### Extrait du texte
□ □ □
Le modèle idéal, selon le Dr Leprince, place un cardiologue spécialisé en insuffisance cardiaque au cœur du parcours de soins. Ce spécialiste organiserait tous les autres médecins « satellites », y compris les électrophysiologistes et les chirurgiens cardiaques, pour garantir une continuité et une trajectoire de soins optimale. Il note qu'en France, la cardiologie de l'insuffisance cardiaque n'est pas encore une spécialité diplômante, ce qui freine considérablement la mise en place de cette structure optimisée.
Assistance ventriculaire gauche versus transplantation cardiaque
Pour les patients atteints d'insuffisance cardiaque avancée ne répondant plus aux médicaments, le Dr Leprince présente les deux options principales : l'implantation d'un dispositif d'assistance ventriculaire gauche (AVG) et la transplantation cardiaque. Il relève des variations géographiques dans leur utilisation, certains pays privilégiant l'AVG et d'autres, comme la France, réalisant davantage de transplantations. Une question cruciale demeure : quel traitement est véritablement optimal pour quel patient ?
Le Dr Leprince plaide fermement pour un essai clinique randomisé contrôlé comparant directement l'AVG et la transplantation. Il souligne les progrès considérables de la technologie des AVG, dont le principal avantage est la disponibilité immédiate, sans liste d'attente. Cependant, les taux de complications peuvent être plus élevés qu'avec la transplantation. Une étude scientifique rigoureuse est essentielle pour guider les décisions thérapeutiques et améliorer le pronostic à long terme.
□ □ □
### Entrées affichées
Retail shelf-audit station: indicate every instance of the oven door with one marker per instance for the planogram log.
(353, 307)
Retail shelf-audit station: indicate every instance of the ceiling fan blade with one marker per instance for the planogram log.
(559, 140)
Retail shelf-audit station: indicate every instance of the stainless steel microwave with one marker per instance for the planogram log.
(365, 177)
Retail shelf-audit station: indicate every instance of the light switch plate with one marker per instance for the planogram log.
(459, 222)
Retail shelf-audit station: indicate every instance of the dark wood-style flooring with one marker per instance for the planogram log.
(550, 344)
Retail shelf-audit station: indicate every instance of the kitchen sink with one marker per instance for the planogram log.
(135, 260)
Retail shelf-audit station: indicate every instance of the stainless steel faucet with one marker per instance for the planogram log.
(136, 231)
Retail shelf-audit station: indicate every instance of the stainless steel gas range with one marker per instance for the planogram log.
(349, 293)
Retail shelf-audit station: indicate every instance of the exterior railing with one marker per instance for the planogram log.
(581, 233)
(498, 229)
□ □ □
### Activité 1
D'après l'extrait, quel est le principal avantage des dispositifs d'assistance ventriculaire gauche ?
### Activité 2
Recopiez le passage de l'extrait compris entre « Le Dr Leprince plaide » et « à long terme. » inclus, en remplaçant « rigoureuse » par « approfondie ».
Les entrées n'interviennent pas dans ce travail.

### Résultat 1
Leur disponibilité immédiate, sans liste d'attente.

### Résultat 2
Le Dr Leprince plaide fermement pour un essai clinique randomisé contrôlé comparant directement l'AVG et la transplantation. Il souligne les progrès considérables de la technologie des AVG, dont le principal avantage est la disponibilité immédiate, sans liste d'attente. Cependant, les taux de complications peuvent être plus élevés qu'avec la transplantation. Une étude scientifique approfondie est essentielle pour guider les décisions thérapeutiques et améliorer le pronostic à long terme.